Rather than being a dogmatic gag reflex, my objections are based on cold
numbers: reduced corporate efficiency in the United States means there will be
a longer recession with more protracted job losses. The destruction of the
middle class in the country also means a surge in poverty across the developed
world, as purchases of discretionary items and vacations fall off a cliff.
The government is able to finance these expeditions because the rest of the
world, including the incredibly dense Asian central bankers, continue to buy
into the age-old malarkey of risk-free rates and the US dollar as the reserve
currency. An objective longer-term look at the US suggests that the country's
decline is permanent, not cyclical; accelerated as it is by the declining
demographic profile.
It took millions of new immigrants from Europe and a world war to pull the US
out of its first Great Depression; I shudder to even consider what it would
take for the country to get out of this one.

__Recorded data__.
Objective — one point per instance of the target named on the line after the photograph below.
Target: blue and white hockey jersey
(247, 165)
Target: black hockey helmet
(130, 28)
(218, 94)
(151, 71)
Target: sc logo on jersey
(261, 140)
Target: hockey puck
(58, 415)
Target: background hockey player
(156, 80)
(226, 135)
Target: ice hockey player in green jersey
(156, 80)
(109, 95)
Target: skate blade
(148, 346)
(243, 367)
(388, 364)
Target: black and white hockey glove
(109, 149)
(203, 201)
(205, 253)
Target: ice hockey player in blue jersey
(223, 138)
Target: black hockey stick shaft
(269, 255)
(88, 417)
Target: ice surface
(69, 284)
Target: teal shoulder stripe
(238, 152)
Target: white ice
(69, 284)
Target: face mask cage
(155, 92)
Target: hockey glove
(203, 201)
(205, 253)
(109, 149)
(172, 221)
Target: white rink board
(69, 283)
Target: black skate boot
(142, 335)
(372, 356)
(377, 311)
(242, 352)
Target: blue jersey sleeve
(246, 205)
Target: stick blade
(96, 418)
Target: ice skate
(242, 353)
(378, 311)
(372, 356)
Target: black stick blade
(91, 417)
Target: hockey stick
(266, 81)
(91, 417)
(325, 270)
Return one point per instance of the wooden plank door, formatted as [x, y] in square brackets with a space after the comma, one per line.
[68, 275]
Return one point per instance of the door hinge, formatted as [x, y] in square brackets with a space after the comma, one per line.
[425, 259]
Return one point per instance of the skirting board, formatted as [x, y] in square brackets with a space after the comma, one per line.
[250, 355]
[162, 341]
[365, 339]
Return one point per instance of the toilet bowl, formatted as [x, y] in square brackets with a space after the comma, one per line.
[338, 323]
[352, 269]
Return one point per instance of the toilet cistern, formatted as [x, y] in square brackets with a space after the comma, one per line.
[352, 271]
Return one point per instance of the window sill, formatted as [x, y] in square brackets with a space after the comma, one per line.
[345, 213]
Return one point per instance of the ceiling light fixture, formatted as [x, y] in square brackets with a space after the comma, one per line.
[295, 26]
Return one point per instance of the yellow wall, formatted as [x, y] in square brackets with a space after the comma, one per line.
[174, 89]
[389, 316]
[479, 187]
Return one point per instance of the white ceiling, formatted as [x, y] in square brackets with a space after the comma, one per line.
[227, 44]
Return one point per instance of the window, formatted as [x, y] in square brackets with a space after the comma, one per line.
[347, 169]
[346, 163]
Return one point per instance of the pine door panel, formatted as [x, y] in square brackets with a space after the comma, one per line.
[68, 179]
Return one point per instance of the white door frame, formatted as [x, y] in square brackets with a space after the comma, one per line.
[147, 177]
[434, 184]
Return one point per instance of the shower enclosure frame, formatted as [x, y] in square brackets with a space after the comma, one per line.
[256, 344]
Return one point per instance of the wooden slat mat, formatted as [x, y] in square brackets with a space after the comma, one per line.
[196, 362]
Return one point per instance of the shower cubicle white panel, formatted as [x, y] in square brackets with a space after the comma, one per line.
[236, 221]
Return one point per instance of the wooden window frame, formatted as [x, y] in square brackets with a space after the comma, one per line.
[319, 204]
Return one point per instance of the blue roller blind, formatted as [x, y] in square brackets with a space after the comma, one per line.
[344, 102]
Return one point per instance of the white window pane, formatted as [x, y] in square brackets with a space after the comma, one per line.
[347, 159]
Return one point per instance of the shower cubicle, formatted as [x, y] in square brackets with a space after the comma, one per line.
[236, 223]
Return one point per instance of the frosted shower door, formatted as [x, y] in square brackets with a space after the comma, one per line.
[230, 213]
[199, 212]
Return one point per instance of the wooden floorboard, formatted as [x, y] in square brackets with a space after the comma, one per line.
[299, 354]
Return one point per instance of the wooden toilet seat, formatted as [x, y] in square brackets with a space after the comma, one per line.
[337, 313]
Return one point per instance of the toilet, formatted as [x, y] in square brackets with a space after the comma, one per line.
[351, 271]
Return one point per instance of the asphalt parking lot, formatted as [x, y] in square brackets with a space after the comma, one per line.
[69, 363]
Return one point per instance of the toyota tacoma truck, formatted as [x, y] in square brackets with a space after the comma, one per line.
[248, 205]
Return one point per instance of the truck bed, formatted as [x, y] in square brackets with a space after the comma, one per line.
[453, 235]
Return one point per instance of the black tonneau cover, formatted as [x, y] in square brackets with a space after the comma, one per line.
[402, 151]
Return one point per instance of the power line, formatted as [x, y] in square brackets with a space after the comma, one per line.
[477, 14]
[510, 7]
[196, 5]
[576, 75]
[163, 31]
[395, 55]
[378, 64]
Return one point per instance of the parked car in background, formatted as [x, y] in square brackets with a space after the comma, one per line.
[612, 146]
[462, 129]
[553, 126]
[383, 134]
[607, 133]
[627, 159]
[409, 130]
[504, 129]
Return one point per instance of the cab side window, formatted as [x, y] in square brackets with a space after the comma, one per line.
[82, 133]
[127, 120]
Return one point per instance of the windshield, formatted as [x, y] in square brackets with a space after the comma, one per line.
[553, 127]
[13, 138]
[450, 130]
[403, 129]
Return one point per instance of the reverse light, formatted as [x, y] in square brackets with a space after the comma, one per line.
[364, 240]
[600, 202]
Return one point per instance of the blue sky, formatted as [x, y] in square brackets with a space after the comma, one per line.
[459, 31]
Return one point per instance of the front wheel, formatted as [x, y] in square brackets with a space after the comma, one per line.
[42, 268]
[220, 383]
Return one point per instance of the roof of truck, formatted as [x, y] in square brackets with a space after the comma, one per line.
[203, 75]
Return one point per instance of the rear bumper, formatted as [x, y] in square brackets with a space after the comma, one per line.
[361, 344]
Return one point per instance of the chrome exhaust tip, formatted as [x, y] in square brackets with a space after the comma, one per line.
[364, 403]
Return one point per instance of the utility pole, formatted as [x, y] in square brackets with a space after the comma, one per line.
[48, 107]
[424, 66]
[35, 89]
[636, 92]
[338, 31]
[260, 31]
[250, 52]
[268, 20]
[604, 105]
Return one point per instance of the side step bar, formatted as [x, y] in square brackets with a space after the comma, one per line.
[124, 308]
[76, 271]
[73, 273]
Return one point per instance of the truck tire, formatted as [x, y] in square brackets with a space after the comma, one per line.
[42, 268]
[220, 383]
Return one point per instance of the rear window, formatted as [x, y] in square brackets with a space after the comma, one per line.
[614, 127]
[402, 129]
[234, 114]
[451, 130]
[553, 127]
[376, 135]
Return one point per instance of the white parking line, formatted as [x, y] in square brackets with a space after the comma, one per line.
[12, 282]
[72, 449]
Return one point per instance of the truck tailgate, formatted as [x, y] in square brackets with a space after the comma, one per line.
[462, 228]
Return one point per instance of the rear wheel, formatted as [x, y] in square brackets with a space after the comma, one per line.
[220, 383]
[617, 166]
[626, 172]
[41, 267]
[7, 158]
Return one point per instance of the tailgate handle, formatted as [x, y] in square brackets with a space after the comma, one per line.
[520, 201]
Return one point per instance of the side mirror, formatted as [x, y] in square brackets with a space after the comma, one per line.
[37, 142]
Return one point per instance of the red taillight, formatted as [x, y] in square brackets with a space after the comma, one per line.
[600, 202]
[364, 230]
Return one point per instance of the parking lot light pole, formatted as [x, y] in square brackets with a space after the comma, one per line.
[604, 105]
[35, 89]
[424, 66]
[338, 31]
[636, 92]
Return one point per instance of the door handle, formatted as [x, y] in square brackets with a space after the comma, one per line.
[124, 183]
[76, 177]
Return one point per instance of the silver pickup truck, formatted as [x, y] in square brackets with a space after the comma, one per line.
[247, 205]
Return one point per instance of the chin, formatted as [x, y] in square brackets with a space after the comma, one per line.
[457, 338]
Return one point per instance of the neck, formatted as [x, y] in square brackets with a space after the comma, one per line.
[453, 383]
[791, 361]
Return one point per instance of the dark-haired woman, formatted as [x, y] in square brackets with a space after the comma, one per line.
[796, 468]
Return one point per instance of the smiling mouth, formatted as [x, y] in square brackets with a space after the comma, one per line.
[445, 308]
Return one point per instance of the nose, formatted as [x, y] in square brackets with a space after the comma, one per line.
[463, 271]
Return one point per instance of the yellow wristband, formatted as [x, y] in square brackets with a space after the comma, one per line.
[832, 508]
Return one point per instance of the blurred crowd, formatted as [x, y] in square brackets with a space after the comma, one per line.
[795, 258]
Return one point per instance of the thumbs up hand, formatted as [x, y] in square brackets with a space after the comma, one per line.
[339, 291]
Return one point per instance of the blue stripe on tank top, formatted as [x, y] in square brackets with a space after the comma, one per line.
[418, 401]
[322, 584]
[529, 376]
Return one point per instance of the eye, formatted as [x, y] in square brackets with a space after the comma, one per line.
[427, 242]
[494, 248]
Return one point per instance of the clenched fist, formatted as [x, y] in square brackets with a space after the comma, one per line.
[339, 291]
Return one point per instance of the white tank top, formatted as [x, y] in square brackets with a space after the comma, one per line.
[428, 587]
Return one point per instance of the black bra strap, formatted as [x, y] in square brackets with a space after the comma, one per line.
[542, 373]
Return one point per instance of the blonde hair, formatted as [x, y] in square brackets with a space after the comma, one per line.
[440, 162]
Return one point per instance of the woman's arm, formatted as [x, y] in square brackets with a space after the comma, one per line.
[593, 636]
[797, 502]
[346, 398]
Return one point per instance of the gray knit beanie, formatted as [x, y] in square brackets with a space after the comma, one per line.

__Required tasks__.
(a) Count the lines of the rows that contain the string "wooden", treating uppercase and lowercase as different, and give only that number.
(b) Extend the commentary on the US economy, starting right after its final sentence.
The commentary on the US economy has nothing to do with the rows.

__Exercise responses__.
(a) 5

(b)
An anecdote related by a corporate leader about the dysfunctional company he
joined tells the tale of an "offsite" meeting held in a beach house in
California. Feeling the building shudder in the middle of a presentation,
everyone in the room screams "earthquake" and starts running out of the house
to the beach. As they gather their wits on the waterline, one bright spark
points out that if the earthquake had its epicenter underwater, there would
soon be a tsunami, which made standing on the beach rather dangerous. So
everyone starts running back to the house, now seen as safe.
I leave it to my diligent readers to figure out whether emerging markets are
the house or the beach and whether the epicenter of the earthquake now roiling
global markets was underwater or subterranean. The point I am making, though
independent of all that, is to question whether today's so-called safe havens
merit that badge in any way, shape or form.